------ Extrait choisi ------

La présidente ne manque pas de relever l’utilisation troublante du pronom « on » par l’accusé pour décrire les agressions, comme s’il s’agissait d’actes consentis. L’avocate de la partie civile souligne que Clément a plutôt été « traité comme un objet sexuel durant les dizaines d’agressions ».
Face aux accusations de corruption de mineur qui incluent également son propre fils, Didier reconnaît avoir encouragé son fils et Clément à se masturber devant lui lors du visionnage d’un film pornographique, et s’être joint à eux. Des révélations qui glacent l’assistance.
Une vie brisée
« Ça m’a détruit », déclare Clément d’une voix étranglée. « Je n’avais aucune notion de la gravité, c’est devenu normal pour moi. C’est après que ça ressurgit, en boucle. » Son quotidien est désormais rythmé par « trois à quatre flashs par jour » de ces agressions, malgré les années écoulées.
« Le temps n’aide pas, les médicaments non plus d’ailleurs », poursuit-il. « Dans ma tête, je fais du surplace. Sans mes amis et ma famille, je ne serais rien. » Les conséquences psychologiques sont dévastatrices : pensées suicidaires, automutilation, traitement médicamenteux lourd, impossibilité de faire confiance aux autres.
« Je ne peux pas être dans la même pièce que des enfants seul, même si je sais que je ne ferais rien », confie-t-il, avant d’ajouter : « J’espère un jour sortir de tout ça et de ces médicaments, mais là, c’est long. » Puis, dans un aveu déchirant : « J’attendais ce procès, mais au fond, c’est en moi. Ce sera toujours là, dans ma tête. » À ces mots, Clément quitte la salle d’audience, submergé par l’émotion.
Une famille dévastée
La mère de Clément s’avance à la barre, les yeux rougis : « Je n’ai jamais douté de ses propos. Je me sentirai toujours responsable d’avoir fait entrer cet homme dans ma famille, même si personne ne pouvait savoir. » Sa voix se brise : « J’aurais dû percevoir quelque chose de bizarre dans cette gentillesse extrême. Avec Clément, j’ai voulu faire confiance et je le paie très dur actuellement. »
Elle décrit sa propre descente aux enfers : « Je me suis isolée, je ne fais confiance à personne, j’ai peur de l’extérieur. Ma vie, c’est des montagnes russes. »

------ Données affichées ------

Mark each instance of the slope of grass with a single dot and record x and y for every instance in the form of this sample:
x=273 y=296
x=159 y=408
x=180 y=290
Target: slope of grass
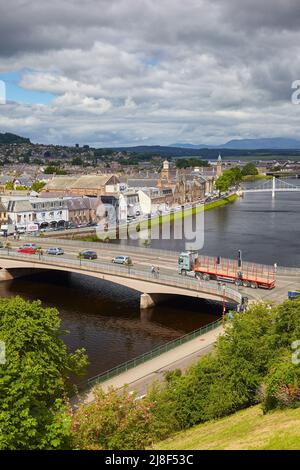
x=246 y=430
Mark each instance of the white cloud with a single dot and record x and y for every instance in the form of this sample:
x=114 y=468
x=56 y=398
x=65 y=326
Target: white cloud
x=154 y=71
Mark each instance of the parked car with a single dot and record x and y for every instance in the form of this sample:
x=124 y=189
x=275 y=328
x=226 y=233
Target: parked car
x=122 y=260
x=54 y=251
x=88 y=254
x=29 y=248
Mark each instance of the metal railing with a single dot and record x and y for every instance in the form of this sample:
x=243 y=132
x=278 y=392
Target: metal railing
x=147 y=356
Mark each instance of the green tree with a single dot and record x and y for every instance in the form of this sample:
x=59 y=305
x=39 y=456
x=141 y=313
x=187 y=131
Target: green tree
x=115 y=420
x=33 y=380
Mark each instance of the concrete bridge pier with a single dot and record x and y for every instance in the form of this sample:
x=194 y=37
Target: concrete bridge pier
x=14 y=273
x=5 y=275
x=147 y=301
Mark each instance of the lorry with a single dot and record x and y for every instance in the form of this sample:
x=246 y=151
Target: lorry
x=220 y=269
x=293 y=294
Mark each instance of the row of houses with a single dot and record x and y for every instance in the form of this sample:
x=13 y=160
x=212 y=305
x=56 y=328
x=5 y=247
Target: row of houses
x=88 y=199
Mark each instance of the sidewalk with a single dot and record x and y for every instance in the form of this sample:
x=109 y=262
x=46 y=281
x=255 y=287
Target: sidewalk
x=163 y=361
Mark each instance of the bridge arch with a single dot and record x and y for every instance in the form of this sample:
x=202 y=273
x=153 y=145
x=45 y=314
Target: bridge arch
x=152 y=290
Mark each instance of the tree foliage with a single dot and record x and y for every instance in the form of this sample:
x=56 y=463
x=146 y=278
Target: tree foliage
x=34 y=377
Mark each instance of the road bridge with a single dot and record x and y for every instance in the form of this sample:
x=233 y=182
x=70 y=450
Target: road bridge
x=153 y=289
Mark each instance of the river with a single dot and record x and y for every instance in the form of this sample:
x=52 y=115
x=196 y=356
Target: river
x=106 y=319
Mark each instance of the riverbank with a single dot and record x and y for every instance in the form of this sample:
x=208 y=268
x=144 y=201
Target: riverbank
x=161 y=219
x=251 y=178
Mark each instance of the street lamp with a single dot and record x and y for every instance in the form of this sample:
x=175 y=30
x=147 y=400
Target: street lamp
x=223 y=307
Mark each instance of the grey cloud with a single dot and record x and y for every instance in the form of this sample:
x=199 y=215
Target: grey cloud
x=195 y=69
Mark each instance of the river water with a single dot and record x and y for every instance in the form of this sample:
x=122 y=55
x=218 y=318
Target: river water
x=266 y=230
x=106 y=319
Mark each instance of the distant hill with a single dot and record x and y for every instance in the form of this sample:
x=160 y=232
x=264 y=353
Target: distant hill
x=8 y=138
x=275 y=143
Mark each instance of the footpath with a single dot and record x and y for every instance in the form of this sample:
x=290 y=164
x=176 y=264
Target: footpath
x=141 y=377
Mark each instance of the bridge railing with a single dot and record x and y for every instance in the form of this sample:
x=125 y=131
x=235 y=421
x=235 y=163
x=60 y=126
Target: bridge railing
x=100 y=245
x=213 y=288
x=147 y=356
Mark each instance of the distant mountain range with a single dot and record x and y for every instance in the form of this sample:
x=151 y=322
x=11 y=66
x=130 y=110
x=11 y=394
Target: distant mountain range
x=8 y=138
x=276 y=143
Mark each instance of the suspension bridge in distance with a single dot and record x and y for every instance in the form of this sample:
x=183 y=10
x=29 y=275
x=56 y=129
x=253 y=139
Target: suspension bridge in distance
x=272 y=186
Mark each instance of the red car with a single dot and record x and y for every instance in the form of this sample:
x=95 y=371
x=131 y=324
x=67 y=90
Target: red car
x=28 y=248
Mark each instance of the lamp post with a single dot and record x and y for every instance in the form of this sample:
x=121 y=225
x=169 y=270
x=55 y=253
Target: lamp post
x=223 y=307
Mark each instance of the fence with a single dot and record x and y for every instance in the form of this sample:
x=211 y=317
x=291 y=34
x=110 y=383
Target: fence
x=147 y=356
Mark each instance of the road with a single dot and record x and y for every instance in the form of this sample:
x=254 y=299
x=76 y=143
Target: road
x=144 y=258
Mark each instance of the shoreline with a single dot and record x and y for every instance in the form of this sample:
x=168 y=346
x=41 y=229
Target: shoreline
x=161 y=219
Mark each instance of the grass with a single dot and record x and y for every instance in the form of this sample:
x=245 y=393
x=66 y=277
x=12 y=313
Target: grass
x=245 y=430
x=159 y=220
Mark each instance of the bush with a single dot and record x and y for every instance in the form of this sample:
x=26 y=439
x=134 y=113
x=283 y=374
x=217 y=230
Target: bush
x=114 y=421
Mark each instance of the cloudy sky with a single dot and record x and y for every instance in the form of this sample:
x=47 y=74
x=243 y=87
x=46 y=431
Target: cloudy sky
x=136 y=72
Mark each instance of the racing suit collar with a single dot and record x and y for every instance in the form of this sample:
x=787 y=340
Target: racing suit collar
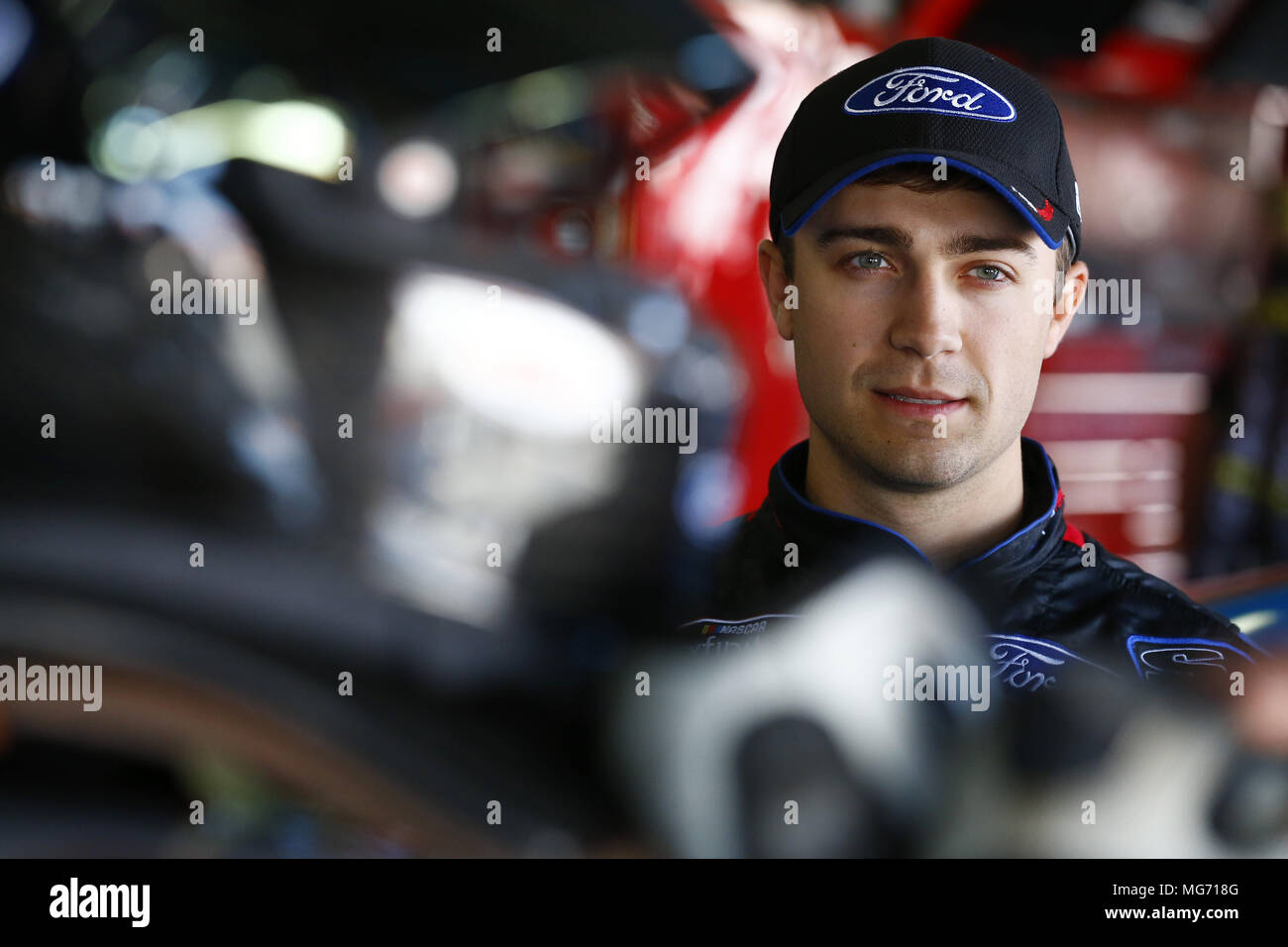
x=1006 y=564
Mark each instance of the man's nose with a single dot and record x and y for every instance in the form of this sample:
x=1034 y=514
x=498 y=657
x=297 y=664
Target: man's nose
x=927 y=317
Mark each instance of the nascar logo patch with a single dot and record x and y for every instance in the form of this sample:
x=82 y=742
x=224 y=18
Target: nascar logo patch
x=930 y=89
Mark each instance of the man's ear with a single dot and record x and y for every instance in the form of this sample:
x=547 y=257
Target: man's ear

------

● **Tâches à réaliser**:
(a) Extrayez mot pour mot de l'extrait sur le procès le passage qui commence par « Une vie brisée » et se poursuit jusqu'à « confiance aux autres. ».
(b) Poursuivez l'extrait sur le procès à partir de l'endroit où il s'arrête.
Ces données proviennent d'une autre source.

● **Résultats attendus**:
(a)
Une vie brisée
« Ça m’a détruit », déclare Clément d’une voix étranglée. « Je n’avais aucune notion de la gravité, c’est devenu normal pour moi. C’est après que ça ressurgit, en boucle. » Son quotidien est désormais rythmé par « trois à quatre flashs par jour » de ces agressions, malgré les années écoulées.
« Le temps n’aide pas, les médicaments non plus d’ailleurs », poursuit-il. « Dans ma tête, je fais du surplace. Sans mes amis et ma famille, je ne serais rien. » Les conséquences psychologiques sont dévastatrices : pensées suicidaires, automutilation, traitement médicamenteux lourd, impossibilité de faire confiance aux autres.

(b)
L’avocate de la partie civile détaille les conclusions des trois expertises psychologiques réalisées sur Clément : syndrome post-traumatique sévère, dépression chronique, vie sociale et amoureuse entravée. « Avoir des enfants n’est même pas une option pour mon client », précise-t-elle.
Les deux sœurs de Clément, également parties civiles, souffrent de « mauvaises nuits » et de la « crainte de fonder une famille ». L’avocate demande 8000 euros pour les souffrances endurées par Clément, 6000 euros pour le préjudice sexuel, ainsi que 5000 euros pour chacune des sœurs.
Culpabilité et punition
« Aujourd’hui Didier n’est pas le même homme qu’il y a 10 ans, mais au moment des faits, il a jeté son dévolu sur Clément puisqu’il était dans une situation de sûreté et une confiance familiale dont il a profité », tonne le procureur dans ses réquisitions. « Personne ne fait ça aux enfants. »
Le procureur s’interroge : « Une fois le désir assouvi, qu’est-ce qui explique que ça continue ? » Il pointe la recherche délibérée de proximité avec les enfants : « Tous les lieux et prétextes étaient bons pour être seul avec Clément et abuser de lui sexuellement. » Il requiert 10 ans d’emprisonnement en peine mixte, dont 4 ans ferme, sous obligation de soins et interdiction d’activités avec des enfants.
« J’ai tout perdu », murmure Didier. Lorsque le délibéré tombe, il écoute, immobile : deux ans de prison sous bracelet électronique et trois ans de sursis probatoire, avec interdiction d’approcher la victime et interdiction à vie de côtoyer des enfants dans le cadre professionnel ou bénévole.
À l’annonce de cette peine, bien en-deçà des réquisitions, les visages fermés de la famille de Clément trahissent la déception. Pour eux, cette condamnation, attendue depuis plus de quatre ans, ne referme pas les plaies d’un traumatisme inscrit à jamais dans leur chair.